Text excerpt:
In addition, GPFs were also selected in segmentally duplicated regions by examining pairs of non-TE related paralogous genes [21]. The mean and SD of the difference in exon number in the coding region between duplicated genes were calculated to be 0 and 1.98, respectively. Mean and standard deviation of the difference in the protein length between the two members in each pair were calculated to be 0 and 137 amino acids, respectively. Pairs, for which the absolute difference in length or exon number was above 2*SD were selected for further analysis with the longest gene in the pair hypothesized to be the parent gene, and the shortest the gene targeted for investigation. Finally, non-TE single-exon genes located in segmentally duplicated regions that lacked a duplicate gene were targeted for investigation.

BLAST searches

With the exception of the genes in the segmentally duplicated category which, by definition, have a pre-determined parent, parent genes were identified by alignment of the 16,284 fully-supported genes annotated in Osa1 Release 5 to the genomic sequence of the GPFs, hereafter referred to as Locus Targeted for Investigation (LTIs, see Additional file 2). A LTI was defined as the genomic sequence of a GPF with a buffer of 100 bases flanking the GPF (see Additional file 2). The parent gene set was searched, using TBLASTN, against all the LTIs (with the exception of short genes in segmentally duplicated regions for which the long paralog is the parent) with E value < 10-10 and identity cut-off ≥ 40% [17]. The BLAST results were parsed using a set of perl scripts to identify the best non-overlapping aligning protein(s) to each candidate region. Similar to PseudoPipe [16], the alignments of a single protein to a LTI were "merged" into super-alignments by recording the left-most and right-most coordinates of all the alignments for the subject-query pair. Overlapping and redundant super-alignments from different proteins were then resolved by selecting the multi-exon protein comprising the alignment with the smallest E-value as the putative parent gene for that sub-region. In this manner, a LTI can be paired with more than one group of non-overlapping alignments which could lead to several parent genes and hence several pseudogenes [16]. Multi-exon genes with less homology to the LTI were given precedence over single-exon genes due to the possibility that single-exon gene parent might themselves be of retrotransposed origin [10]. In cases where no alignment was derived from multi-exon genes, the protein with the smallest E value was selected as the parent.

Source information:
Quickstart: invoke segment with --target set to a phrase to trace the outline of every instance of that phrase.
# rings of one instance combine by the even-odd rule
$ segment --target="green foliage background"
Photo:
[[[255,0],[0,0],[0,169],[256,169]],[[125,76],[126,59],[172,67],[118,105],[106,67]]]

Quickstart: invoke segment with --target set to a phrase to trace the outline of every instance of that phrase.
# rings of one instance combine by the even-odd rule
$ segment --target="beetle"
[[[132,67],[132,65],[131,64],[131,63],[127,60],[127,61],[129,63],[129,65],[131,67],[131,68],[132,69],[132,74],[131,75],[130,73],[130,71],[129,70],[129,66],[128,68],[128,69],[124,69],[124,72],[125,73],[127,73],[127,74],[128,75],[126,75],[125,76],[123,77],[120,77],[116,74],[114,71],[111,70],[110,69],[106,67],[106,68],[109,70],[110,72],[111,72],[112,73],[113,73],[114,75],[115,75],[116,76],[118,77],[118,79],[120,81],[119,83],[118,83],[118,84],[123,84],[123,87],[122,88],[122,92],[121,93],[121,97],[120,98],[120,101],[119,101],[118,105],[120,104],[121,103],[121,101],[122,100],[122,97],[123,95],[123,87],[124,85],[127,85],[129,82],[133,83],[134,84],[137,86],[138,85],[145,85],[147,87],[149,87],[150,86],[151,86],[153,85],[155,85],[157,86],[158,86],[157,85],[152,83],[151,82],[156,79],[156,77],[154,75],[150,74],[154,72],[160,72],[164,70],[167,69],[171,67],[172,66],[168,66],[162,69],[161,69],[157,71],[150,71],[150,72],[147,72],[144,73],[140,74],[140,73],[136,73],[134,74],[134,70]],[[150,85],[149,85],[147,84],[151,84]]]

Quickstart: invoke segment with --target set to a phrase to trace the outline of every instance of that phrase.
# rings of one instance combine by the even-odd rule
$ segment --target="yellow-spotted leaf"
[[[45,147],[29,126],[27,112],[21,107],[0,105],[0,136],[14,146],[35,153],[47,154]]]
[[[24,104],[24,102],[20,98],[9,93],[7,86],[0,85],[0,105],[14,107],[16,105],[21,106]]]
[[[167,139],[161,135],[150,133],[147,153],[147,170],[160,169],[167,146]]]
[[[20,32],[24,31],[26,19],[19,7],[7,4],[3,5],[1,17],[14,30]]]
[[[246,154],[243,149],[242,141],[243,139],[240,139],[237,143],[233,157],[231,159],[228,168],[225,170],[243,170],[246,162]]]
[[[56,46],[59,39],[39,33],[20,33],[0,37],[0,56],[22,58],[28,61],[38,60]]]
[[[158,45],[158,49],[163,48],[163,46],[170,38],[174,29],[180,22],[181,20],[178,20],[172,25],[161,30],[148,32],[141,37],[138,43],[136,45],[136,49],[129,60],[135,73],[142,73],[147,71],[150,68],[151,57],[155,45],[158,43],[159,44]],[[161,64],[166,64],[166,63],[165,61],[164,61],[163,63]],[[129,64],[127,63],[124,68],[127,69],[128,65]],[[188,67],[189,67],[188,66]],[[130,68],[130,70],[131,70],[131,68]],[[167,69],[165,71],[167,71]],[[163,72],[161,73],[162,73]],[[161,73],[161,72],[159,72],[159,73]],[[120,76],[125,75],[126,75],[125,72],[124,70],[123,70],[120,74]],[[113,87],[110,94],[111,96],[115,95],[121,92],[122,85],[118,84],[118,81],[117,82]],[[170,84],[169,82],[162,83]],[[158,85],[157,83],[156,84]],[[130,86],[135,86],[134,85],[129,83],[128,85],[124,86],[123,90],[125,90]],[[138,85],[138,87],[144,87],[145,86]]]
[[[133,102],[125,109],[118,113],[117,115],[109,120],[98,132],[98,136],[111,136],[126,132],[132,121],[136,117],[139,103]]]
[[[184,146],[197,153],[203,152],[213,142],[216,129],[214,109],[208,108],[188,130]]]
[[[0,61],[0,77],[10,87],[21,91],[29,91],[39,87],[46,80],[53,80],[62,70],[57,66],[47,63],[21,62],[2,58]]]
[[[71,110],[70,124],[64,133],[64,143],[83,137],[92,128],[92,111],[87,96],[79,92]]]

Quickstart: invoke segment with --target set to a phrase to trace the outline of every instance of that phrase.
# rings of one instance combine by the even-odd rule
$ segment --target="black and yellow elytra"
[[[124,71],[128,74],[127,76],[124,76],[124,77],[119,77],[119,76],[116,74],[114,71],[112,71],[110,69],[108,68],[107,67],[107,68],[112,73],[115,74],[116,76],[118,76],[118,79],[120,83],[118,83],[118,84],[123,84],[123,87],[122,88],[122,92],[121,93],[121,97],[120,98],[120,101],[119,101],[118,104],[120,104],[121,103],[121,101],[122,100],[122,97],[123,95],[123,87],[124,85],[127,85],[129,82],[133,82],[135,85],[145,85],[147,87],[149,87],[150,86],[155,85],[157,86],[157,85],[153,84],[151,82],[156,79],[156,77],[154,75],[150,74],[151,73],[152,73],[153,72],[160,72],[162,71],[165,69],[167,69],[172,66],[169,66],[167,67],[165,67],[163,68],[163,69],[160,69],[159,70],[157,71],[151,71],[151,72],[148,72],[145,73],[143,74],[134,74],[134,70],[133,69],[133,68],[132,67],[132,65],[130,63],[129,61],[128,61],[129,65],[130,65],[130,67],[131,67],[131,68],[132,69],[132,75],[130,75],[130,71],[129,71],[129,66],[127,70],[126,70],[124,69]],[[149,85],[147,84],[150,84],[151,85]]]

Work instructions:
Answer these from the text on parent gene identification:
1. What standard deviation was calculated for the difference in exon number between duplicated genes?
2. How many bases of buffer flank a GPF in the definition of a LTI?
3. What identity cut-off was applied in the TBLASTN search?

Solution for this problem:
1. 1.98
2. 100 bases
3. ≥ 40%